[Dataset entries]
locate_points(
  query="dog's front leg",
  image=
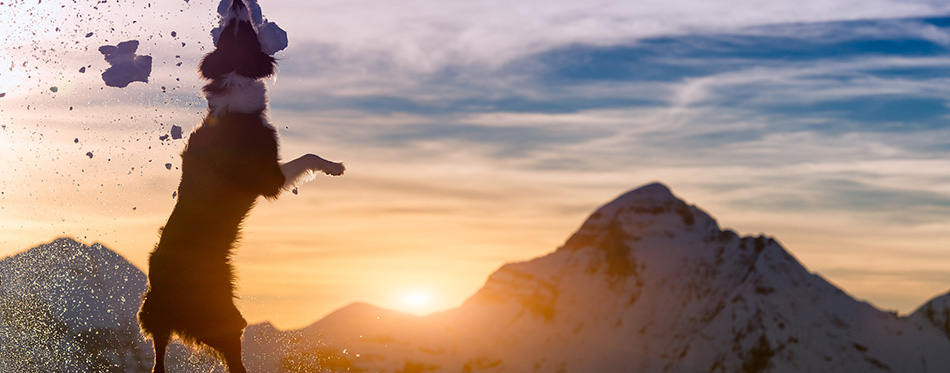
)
(302, 169)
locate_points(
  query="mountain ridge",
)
(647, 283)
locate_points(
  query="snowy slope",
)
(649, 283)
(68, 307)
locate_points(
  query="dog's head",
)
(238, 50)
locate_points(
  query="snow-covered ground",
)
(649, 283)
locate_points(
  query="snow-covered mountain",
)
(68, 307)
(647, 284)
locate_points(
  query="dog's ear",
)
(238, 51)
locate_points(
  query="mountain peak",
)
(653, 192)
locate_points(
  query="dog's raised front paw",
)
(333, 168)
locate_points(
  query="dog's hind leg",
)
(230, 348)
(302, 169)
(160, 343)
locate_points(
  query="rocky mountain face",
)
(648, 283)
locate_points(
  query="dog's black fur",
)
(230, 160)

EXERCISE DESCRIPTION:
Out of the records above, pull the lines that include the word "covered".

COMPLETED EXERCISE:
  query="snow-covered ground",
  query="snow-covered mountain",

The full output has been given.